DATA PROVIDED:
* * * * *
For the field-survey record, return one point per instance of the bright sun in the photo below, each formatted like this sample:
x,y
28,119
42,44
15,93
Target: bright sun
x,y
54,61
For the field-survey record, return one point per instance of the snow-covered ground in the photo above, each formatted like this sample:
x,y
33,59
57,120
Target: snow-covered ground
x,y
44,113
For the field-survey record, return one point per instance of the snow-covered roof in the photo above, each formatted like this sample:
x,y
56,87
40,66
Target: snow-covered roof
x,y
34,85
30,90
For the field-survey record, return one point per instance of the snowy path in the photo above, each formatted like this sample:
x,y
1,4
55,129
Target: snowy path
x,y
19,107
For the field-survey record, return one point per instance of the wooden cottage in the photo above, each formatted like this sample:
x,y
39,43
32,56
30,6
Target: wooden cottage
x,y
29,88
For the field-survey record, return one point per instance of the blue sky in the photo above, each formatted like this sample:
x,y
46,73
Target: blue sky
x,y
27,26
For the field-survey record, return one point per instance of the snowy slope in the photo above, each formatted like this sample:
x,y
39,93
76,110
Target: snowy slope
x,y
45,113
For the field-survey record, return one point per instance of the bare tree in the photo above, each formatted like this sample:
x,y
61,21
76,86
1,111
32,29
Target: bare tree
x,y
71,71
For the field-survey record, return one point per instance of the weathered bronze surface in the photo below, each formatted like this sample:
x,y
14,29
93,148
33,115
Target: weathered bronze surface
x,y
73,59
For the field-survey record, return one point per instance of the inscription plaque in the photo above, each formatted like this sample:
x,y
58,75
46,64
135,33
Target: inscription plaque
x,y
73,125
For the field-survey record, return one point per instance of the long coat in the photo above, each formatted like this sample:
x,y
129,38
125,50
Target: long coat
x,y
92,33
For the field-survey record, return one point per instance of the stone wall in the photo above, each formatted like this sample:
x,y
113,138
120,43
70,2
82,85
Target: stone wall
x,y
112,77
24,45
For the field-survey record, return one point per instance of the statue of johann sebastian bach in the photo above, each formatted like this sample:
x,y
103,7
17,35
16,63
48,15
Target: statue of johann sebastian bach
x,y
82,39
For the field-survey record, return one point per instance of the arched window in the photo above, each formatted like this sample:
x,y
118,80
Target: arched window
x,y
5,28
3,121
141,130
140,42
* * * * *
ABOUT THIS TASK: Every line of the listing above should be copied word for word.

RESULT:
For the field-survey record, return one point per instance of the bright sun in the photo below, each formatted like this sample:
x,y
28,119
42,44
15,93
Target: bright sun
x,y
54,61
For the field-survey record, return one point per instance of the snow-covered ground in the photo above, each formatted like this sample:
x,y
33,59
57,120
Target: snow-covered ground
x,y
44,113
For the field-survey record, return one point per instance of the snow-covered roof in the photo above, each formatted like this sample:
x,y
56,87
40,66
Target: snow-covered roof
x,y
34,85
30,90
For the field-survey record, return one point per instance of the snowy path in the photo above, each formatted like this sample:
x,y
1,4
55,129
Target: snowy path
x,y
19,107
For the field-survey record, return one point per instance of the wooden cottage in the photo above, each formatted like this sample:
x,y
39,43
32,56
30,6
Target: wooden cottage
x,y
29,88
For the field-survey record, return one point per instance of the blue sky in the photo above, each formatted like this sample:
x,y
46,73
Target: blue sky
x,y
27,26
For the field-survey record, return one point per instance of the snowy slope in the photo above, each formatted like this sample:
x,y
39,93
76,110
Target: snowy slope
x,y
45,113
For the field-survey record, return one point per instance of the bare tree in the photo above, each formatted like this sample:
x,y
61,21
76,86
1,111
32,29
Target: bare tree
x,y
71,71
For the field-survey record, return one point per instance of the weathered bronze surface in the photo below, each formatted like this sample:
x,y
14,29
93,148
33,115
Target: weathered bronze surface
x,y
73,59
For the field-survey record, return one point per instance of the inscription plaque in the photo above, each formatted like this sample:
x,y
58,75
46,64
135,33
Target: inscription plaque
x,y
73,125
For the field-survey record, return one point per instance of the long coat in the photo above, each formatted like this sample:
x,y
129,38
125,50
Target: long coat
x,y
92,33
For the field-survey record, return one point per instance of the stone wall in the photo above, each formatted like this sample:
x,y
113,138
120,43
70,2
82,85
Target: stone wall
x,y
112,77
24,45
For the field-survey record, return one point per instance of the statue of johann sebastian bach in the photo above, each formatted like this sample:
x,y
103,7
17,35
16,63
48,15
Target: statue of johann sebastian bach
x,y
82,39
For the field-survey record, return one point per instance of the arched window in the photo above, each formatted like this sample:
x,y
118,80
Target: arched window
x,y
5,28
3,121
141,130
140,42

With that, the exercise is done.